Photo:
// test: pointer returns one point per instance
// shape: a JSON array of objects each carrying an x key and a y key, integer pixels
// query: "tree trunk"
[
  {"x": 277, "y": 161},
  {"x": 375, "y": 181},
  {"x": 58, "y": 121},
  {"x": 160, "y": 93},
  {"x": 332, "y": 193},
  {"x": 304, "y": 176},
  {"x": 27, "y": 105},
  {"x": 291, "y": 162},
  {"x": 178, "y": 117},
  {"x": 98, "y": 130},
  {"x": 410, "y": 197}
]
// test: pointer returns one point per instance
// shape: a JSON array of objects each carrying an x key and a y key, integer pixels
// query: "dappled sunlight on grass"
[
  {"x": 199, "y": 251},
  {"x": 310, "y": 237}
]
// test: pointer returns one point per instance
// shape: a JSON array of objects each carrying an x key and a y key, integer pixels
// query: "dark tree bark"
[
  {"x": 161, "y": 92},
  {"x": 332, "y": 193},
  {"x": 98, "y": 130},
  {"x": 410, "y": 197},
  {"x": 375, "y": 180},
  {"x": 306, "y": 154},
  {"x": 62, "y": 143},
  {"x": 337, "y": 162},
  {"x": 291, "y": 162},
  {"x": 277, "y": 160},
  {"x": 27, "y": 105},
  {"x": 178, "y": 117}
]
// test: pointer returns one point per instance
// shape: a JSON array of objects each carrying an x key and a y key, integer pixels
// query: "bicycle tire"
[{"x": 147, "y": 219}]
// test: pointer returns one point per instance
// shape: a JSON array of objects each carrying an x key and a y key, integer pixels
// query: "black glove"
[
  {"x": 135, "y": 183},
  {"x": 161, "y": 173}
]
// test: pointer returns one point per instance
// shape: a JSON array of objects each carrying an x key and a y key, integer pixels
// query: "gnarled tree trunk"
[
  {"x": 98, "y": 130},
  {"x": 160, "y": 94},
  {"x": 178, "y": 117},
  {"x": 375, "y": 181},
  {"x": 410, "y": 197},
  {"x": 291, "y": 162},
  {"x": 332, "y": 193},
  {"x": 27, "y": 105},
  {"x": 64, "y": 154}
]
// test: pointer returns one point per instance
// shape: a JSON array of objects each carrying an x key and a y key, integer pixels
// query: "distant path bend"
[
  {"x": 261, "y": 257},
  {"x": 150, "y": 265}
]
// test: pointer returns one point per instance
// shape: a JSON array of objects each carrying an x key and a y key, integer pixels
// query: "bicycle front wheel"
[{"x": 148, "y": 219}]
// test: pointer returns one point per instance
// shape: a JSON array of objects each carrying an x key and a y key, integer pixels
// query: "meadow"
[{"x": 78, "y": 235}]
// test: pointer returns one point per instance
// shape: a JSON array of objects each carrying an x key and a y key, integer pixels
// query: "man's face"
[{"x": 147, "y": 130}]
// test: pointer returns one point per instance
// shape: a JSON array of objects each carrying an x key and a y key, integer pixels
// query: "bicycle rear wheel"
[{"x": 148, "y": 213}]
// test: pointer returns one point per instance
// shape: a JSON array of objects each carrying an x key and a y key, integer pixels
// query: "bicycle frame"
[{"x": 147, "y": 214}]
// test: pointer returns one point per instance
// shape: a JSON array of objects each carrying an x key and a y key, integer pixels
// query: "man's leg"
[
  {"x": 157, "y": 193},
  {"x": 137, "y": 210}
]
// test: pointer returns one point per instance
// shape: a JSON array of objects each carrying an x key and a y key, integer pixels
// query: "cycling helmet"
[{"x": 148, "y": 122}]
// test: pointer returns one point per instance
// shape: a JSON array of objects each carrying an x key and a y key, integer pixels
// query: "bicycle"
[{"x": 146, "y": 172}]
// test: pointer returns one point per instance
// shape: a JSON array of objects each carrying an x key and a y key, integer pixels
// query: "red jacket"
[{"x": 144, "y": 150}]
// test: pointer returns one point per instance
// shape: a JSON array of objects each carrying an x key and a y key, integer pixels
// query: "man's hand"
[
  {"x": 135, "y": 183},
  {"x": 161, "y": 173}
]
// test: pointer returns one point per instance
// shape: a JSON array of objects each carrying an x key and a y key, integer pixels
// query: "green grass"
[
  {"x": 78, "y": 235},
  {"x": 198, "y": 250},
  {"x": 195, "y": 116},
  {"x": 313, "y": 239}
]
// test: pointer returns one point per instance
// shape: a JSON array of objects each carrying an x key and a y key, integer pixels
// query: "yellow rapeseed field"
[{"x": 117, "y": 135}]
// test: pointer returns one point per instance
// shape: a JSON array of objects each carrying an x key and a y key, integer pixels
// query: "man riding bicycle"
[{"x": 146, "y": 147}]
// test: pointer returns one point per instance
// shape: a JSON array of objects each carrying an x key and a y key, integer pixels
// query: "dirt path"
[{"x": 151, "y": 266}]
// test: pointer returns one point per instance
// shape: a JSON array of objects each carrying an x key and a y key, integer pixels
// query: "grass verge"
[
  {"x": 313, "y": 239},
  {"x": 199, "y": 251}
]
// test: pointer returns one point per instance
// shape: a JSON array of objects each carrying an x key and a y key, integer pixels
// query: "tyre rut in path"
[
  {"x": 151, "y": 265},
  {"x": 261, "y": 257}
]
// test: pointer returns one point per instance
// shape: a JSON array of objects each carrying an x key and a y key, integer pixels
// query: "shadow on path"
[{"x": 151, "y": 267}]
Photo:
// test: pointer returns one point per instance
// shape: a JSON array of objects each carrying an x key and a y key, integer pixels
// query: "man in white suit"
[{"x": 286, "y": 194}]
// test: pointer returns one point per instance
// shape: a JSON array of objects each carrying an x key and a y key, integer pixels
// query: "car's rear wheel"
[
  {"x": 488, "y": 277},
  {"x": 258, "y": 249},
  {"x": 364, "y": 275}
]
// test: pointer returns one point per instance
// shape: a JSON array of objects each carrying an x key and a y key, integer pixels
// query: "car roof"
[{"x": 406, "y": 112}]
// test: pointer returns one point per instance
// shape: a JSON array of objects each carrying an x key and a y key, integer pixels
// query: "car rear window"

***

Activity - Would you set down all the lines above, exactly and in full?

Solved exercise -
Photo:
// test: pointer returns one point per instance
// shape: a JSON array of objects each carrying an x key and a y key, integer pixels
// query: "tree trunk"
[
  {"x": 277, "y": 161},
  {"x": 375, "y": 181},
  {"x": 58, "y": 121},
  {"x": 160, "y": 93},
  {"x": 332, "y": 193},
  {"x": 304, "y": 176},
  {"x": 27, "y": 105},
  {"x": 291, "y": 162},
  {"x": 178, "y": 117},
  {"x": 98, "y": 130},
  {"x": 410, "y": 197}
]
// test: pointer returns one point per instance
// shape: a JSON array of objects each carrying an x key and a y key, integer pixels
// query: "dappled sunlight on grass"
[
  {"x": 199, "y": 251},
  {"x": 310, "y": 237}
]
// test: pointer returns one point per instance
// shape: a JSON array of objects each carrying an x key and a y key, integer pixels
// query: "dark tree bark"
[
  {"x": 161, "y": 92},
  {"x": 332, "y": 193},
  {"x": 98, "y": 130},
  {"x": 410, "y": 197},
  {"x": 375, "y": 180},
  {"x": 306, "y": 154},
  {"x": 62, "y": 143},
  {"x": 337, "y": 162},
  {"x": 291, "y": 162},
  {"x": 277, "y": 160},
  {"x": 27, "y": 105},
  {"x": 178, "y": 117}
]
// test: pointer returns one point per instance
// shape: a JSON array of objects each carrying an x key and a y key, integer pixels
// query: "bicycle tire"
[{"x": 147, "y": 219}]
// test: pointer returns one point per instance
// shape: a JSON array of objects each carrying an x key and a y key, integer pixels
// query: "black glove"
[
  {"x": 135, "y": 183},
  {"x": 161, "y": 173}
]
// test: pointer returns one point per instance
// shape: a JSON array of objects each carrying an x key and a y key, integer pixels
// query: "gnarled tree trunk"
[
  {"x": 98, "y": 130},
  {"x": 160, "y": 94},
  {"x": 178, "y": 117},
  {"x": 375, "y": 181},
  {"x": 410, "y": 197},
  {"x": 291, "y": 162},
  {"x": 332, "y": 193},
  {"x": 27, "y": 105},
  {"x": 64, "y": 154}
]
// test: pointer returns one point per instance
// shape: a JSON array of objects each carrying an x key and a y key, integer pixels
// query: "distant path bend"
[
  {"x": 261, "y": 257},
  {"x": 150, "y": 265}
]
// test: pointer returns one point per instance
// shape: a JSON array of objects each carrying an x key and a y key, integer pixels
// query: "bicycle front wheel"
[{"x": 148, "y": 219}]
// test: pointer returns one point per instance
// shape: a JSON array of objects each carrying an x key and a y key, integer pixels
// query: "meadow"
[{"x": 78, "y": 235}]
// test: pointer returns one point per instance
// shape: a JSON array of objects each carrying an x key and a y key, integer pixels
// query: "man's face"
[{"x": 147, "y": 130}]
// test: pointer returns one point per instance
// shape: a JSON array of objects each carrying an x key and a y key, integer pixels
// query: "bicycle rear wheel"
[{"x": 148, "y": 213}]
// test: pointer returns one point per instance
// shape: a JSON array of objects each carrying an x key and a y key, integer pixels
// query: "bicycle frame"
[{"x": 147, "y": 214}]
// test: pointer returns one point per instance
// shape: a JSON array of objects each carrying an x key and a y key, integer pixels
// query: "man's leg"
[
  {"x": 157, "y": 193},
  {"x": 137, "y": 210}
]
// test: pointer returns one point per instance
// shape: a JSON array of objects each carrying an x key and a y key, integer pixels
// query: "cycling helmet"
[{"x": 148, "y": 122}]
// test: pointer returns one point per instance
// shape: a JSON array of objects each carrying an x key and a y key, integer pixels
// query: "bicycle"
[{"x": 146, "y": 172}]
// test: pointer returns one point per instance
// shape: a JSON array of objects each carrying an x key and a y key, integer pixels
// query: "red jacket"
[{"x": 144, "y": 150}]
// test: pointer returns one point per instance
// shape: a JSON array of objects each carrying an x key and a y key, integer pixels
// query: "man's hand"
[
  {"x": 135, "y": 183},
  {"x": 161, "y": 173}
]
// test: pointer returns one point per instance
// shape: a JSON array of objects each carrying an x key and a y key, integer pixels
// query: "green grass"
[
  {"x": 78, "y": 235},
  {"x": 198, "y": 250},
  {"x": 195, "y": 116},
  {"x": 313, "y": 239}
]
// test: pointer returns one point per instance
// shape: a JSON array of objects each carrying an x key and a y key, integer pixels
// query: "yellow rapeseed field"
[{"x": 117, "y": 135}]
// test: pointer returns one point per instance
// shape: a JSON array of objects each carrying an x key and a y key, integer pixels
// query: "man riding bicycle"
[{"x": 146, "y": 147}]
// test: pointer returns one point per instance
// shape: a JSON array of objects each carrying an x key and a y key, integer pixels
// query: "dirt path"
[{"x": 151, "y": 266}]
// test: pointer returns one point per instance
// shape: a JSON array of objects each carrying an x key and a y key, integer pixels
// query: "grass verge"
[
  {"x": 313, "y": 239},
  {"x": 199, "y": 251}
]
// test: pointer returns one point per instance
// shape: a JSON array of objects each carrying an x key and a y key, integer pixels
// query: "tyre rut in path"
[
  {"x": 151, "y": 265},
  {"x": 261, "y": 257}
]
// test: pointer returns one point per instance
// shape: a JSON array of objects each carrying an x key and a y key, integer pixels
// query: "shadow on path"
[{"x": 151, "y": 267}]
Photo:
// test: pointer returns one point per instance
// shape: a JSON array of objects each carrying an x key and a y key, integer pixels
// query: "man in white suit"
[{"x": 286, "y": 194}]
// test: pointer returns one point per instance
// shape: a JSON array of objects each carrying an x key and a y key, integer pixels
// query: "car's rear wheel"
[
  {"x": 488, "y": 277},
  {"x": 258, "y": 249},
  {"x": 364, "y": 275}
]
// test: pointer returns one point per instance
// shape: a JSON array of objects each carrying an x key and a y key, integer pixels
// query: "car roof"
[{"x": 406, "y": 112}]
// test: pointer returns one point per instance
// shape: a JSON array of objects each carrying an x key and a y key, integer pixels
// query: "car rear window"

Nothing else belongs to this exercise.